Today we drive to Potsdam to visit Sans Souci, the pleasant little castle which Frederick the Great built as his retreat from the cares of the world. From here we will drive to Detmold where we spend the night. On the way we will stop to see two monuments: first, south of Detmold we will stop to see the Externsteine; this is an extraordinary sight: 'steine' means 'stones', of course, and they are natural stones that have been turned into a monument, probably religious, but for what? Also it seems that it has then been transformed into a Christian place of devotion. Perhaps it should be seen in the context of Irminsul, the sacred grove of the Saxons which Charlemange attacked and destroyed at the beginning of his Saxon Wars (772 - 804).

The second thing to see is the Herman Monument, erected by Wilhelm I in 1875 to honor Herman (Arminius), the German commander of an army of the Cherusci tribe who here attacked and destroyed three Roman legions in the battle of the Teutoburger Forest which in the nineteenth century was thought to have been close to Detmold.

Day 13 (June 12, 2003)

This morning we will drive northwest of Detmold to Kalkriese, north of Osnabruck, where the discoveries of Captain Tony Clunn seem to locate the battlefield where in 9 AD the three legions (about 20,000 soldiers), under the command of the Roman General Quintilius Varus, had been defeated and destroyed. This defeat which supposedly caused the Emperor Augutus to bang his head against the door, crying: "Varus, Varus, give me back my legions". The outcome of the battle of Teutoburger Forest halted the expansion of the Roman empire into Germanic Europe, so that the Rhine became the border between Romance Europe and Germanic Europe. Without Herman even we Scandinavians would have been speaking French now.

From Kalkriese we drive to Wewelsburg, just south of Paderborn to see the castle which Heinrich Himmler, the Reichsfurer SS chose as the ritual headquarter for his new order of knights, the SS. He had won this position when he helped Hitler by doing away with the organization of the SA which had been commanded by Captain Ernst Röhm. On June 30, 1934, Himmler's SS men executed the plan of the 'Night of the Long Knives' and murdered Röhm and his top officers. Now Himmler and his SS men were in control of Germany; he saw a great future for the SS: they were to become the bodyguard of the Nazi Revolution.

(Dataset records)

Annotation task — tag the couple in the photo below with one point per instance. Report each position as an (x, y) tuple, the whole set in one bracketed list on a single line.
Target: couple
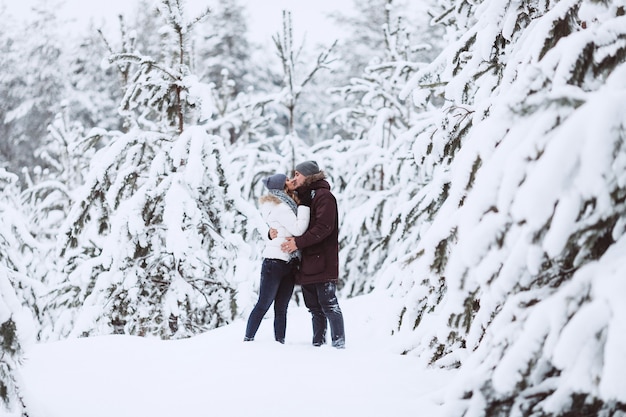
[(303, 249)]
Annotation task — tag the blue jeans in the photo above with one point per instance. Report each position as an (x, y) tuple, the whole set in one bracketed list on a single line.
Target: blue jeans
[(277, 283), (322, 302)]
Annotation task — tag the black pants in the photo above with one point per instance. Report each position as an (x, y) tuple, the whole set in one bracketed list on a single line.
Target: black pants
[(277, 282), (322, 302)]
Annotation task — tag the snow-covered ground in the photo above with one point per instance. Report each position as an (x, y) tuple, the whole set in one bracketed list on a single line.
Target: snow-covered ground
[(217, 374)]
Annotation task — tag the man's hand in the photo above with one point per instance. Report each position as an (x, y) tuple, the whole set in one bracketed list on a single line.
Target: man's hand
[(289, 245)]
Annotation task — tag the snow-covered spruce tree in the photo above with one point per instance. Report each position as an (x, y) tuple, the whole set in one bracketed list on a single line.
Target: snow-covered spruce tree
[(150, 245), (18, 293), (516, 279), (295, 77), (379, 177), (31, 83)]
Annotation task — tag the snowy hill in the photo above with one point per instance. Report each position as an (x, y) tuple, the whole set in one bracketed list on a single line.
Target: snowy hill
[(218, 374)]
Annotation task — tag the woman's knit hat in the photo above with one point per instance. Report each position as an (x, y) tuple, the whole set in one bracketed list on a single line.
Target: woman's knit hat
[(308, 168), (275, 182)]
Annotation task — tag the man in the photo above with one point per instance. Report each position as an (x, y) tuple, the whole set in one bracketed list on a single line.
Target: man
[(319, 268)]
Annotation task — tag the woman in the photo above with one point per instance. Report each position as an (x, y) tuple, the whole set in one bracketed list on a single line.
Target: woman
[(281, 212)]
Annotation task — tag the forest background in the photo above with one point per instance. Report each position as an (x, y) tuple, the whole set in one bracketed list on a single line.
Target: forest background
[(477, 151)]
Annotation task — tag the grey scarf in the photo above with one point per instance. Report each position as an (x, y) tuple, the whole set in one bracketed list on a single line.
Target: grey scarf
[(294, 207)]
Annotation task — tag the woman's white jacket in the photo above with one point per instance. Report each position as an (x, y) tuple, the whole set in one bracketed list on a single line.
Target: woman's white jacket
[(278, 215)]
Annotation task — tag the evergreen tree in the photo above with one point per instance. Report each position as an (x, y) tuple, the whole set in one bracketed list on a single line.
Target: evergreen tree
[(517, 251), (18, 294), (149, 245), (32, 84)]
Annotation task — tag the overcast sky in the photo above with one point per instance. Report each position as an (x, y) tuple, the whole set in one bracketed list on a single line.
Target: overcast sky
[(265, 15)]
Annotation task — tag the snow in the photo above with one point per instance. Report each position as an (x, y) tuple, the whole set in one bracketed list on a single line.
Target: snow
[(216, 373)]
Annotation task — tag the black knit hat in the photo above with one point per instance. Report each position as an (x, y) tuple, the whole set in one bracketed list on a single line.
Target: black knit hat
[(308, 168)]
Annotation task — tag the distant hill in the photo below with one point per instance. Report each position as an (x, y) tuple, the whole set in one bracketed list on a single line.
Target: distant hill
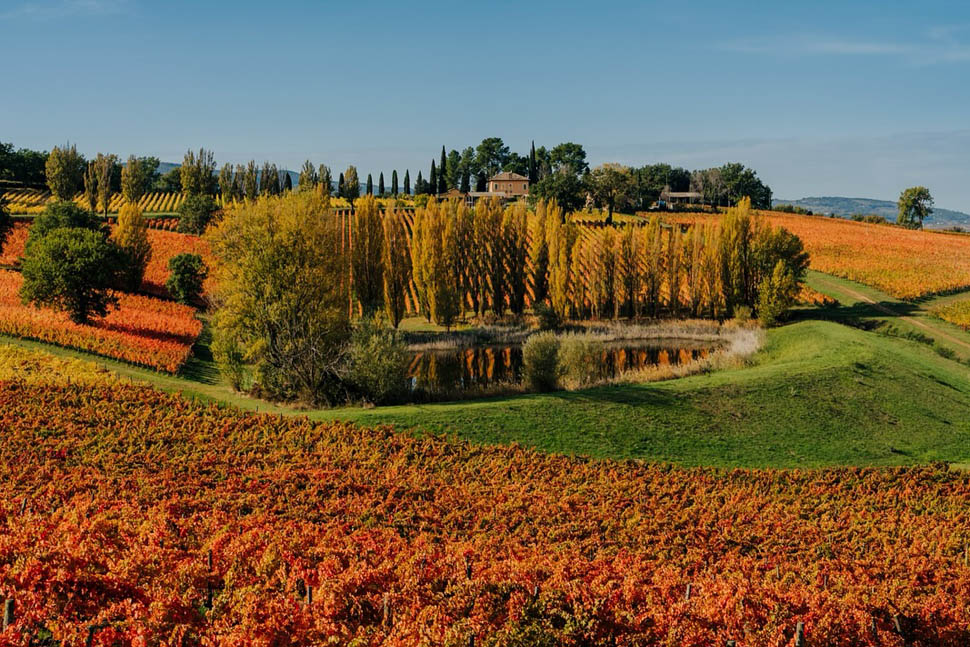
[(845, 207)]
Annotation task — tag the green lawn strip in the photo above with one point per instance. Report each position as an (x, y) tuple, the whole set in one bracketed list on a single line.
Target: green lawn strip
[(819, 394)]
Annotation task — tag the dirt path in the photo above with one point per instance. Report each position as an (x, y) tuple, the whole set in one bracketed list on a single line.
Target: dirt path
[(889, 311)]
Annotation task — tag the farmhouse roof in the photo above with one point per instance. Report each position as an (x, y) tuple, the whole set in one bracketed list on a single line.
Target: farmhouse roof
[(508, 175)]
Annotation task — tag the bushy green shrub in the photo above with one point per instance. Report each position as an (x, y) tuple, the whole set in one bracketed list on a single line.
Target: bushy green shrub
[(187, 275), (540, 362), (195, 214), (546, 317), (377, 362), (72, 270), (63, 215), (579, 360)]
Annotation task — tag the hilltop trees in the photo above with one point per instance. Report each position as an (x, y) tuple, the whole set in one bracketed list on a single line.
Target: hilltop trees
[(611, 185), (197, 173), (366, 255), (65, 171), (915, 205)]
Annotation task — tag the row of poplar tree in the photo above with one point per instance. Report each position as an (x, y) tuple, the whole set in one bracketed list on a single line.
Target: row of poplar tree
[(490, 259)]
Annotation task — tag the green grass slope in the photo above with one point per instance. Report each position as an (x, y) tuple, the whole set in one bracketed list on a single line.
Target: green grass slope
[(819, 394)]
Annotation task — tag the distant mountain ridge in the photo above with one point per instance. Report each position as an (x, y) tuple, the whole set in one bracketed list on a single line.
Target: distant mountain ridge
[(845, 207)]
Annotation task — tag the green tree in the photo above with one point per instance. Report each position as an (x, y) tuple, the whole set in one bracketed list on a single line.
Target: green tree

### LIST OF TASKS
A. From the tour itinerary, reproduce the passage that runs between "The second thing" and "close to Detmold.", inclusive.
B. Translate this sentence from the tour itinerary into German: "The outcome of the battle of Teutoburger Forest halted the expansion of the Roman empire into Germanic Europe, so that the Rhine became the border between Romance Europe and Germanic Europe."
C. Answer these questions using the tour itinerary:
(i) In what year did Wilhelm I erect the Herman Monument?
(ii) About how many soldiers made up the three legions commanded by Quintilius Varus?
(iii) On what date did Himmler's SS men carry out the plan of the 'Night of the Long Knives'?

### RESPONSES IN ORDER
A.
The second thing to see is the Herman Monument, erected by Wilhelm I in 1875 to honor Herman (Arminius), the German commander of an army of the Cherusci tribe who here attacked and destroyed three Roman legions in the battle of the Teutoburger Forest which in the nineteenth century was thought to have been close to Detmold.

B. Der Ausgang der Schlacht im Teutoburger Wald stoppte die Ausdehnung des Römischen Reiches in das germanische Europa, sodass der Rhein zur Grenze zwischen dem romanischen und dem germanischen Europa wurde.

C.
(i) 1875
(ii) About 20,000
(iii) June 30, 1934